Problem to work on. Write out the lines below word for word, leaving out the picture.
• • •
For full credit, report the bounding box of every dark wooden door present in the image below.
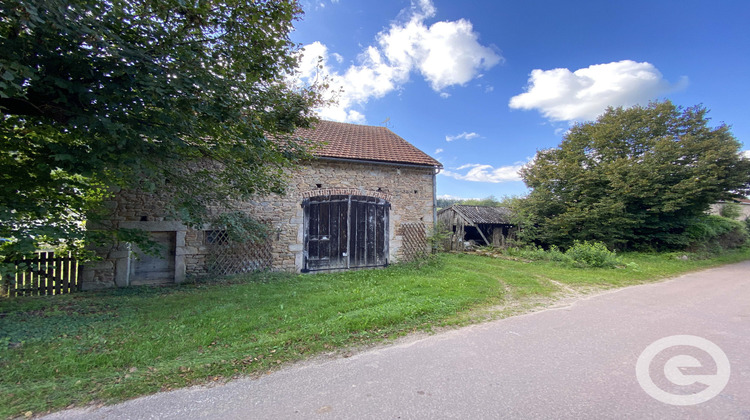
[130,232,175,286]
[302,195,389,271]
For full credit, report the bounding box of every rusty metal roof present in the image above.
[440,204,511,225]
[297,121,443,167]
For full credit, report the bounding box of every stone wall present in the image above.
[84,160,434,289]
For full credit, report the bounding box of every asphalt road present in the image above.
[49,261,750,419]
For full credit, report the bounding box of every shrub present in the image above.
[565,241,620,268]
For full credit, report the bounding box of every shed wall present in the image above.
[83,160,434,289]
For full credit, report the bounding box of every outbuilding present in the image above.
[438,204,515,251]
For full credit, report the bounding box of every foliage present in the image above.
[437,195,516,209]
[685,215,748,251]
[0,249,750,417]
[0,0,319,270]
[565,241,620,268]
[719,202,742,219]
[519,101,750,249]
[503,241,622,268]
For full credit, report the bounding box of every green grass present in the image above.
• • •
Full answer.
For full credit, report the bounding box of every dark wooden door present in the image below.
[130,232,175,286]
[302,195,389,271]
For full credit, report the bounding box of every rusty metal roof present in the image above.
[440,204,511,225]
[297,121,443,167]
For full credit, report the bounding box of every stone wall present in the image above.
[84,160,434,289]
For full credit, report the bounding box of every asphalt road present in the image above.
[49,261,750,419]
For full credit, report the bounding box of every shrub present in the image above.
[565,241,620,268]
For full credit, report the bounding box of every shed wall present in the image above.
[83,160,434,289]
For full credit, report the bounding box of every outbuilding present in the image above.
[438,204,515,251]
For full credit, report the bounding box of every foliage present in the image above.
[437,195,516,209]
[685,215,748,251]
[0,249,750,417]
[0,0,319,270]
[565,241,620,268]
[719,202,742,219]
[519,101,750,249]
[503,241,622,268]
For full credit, report the bounding box of every green grass present in the image above.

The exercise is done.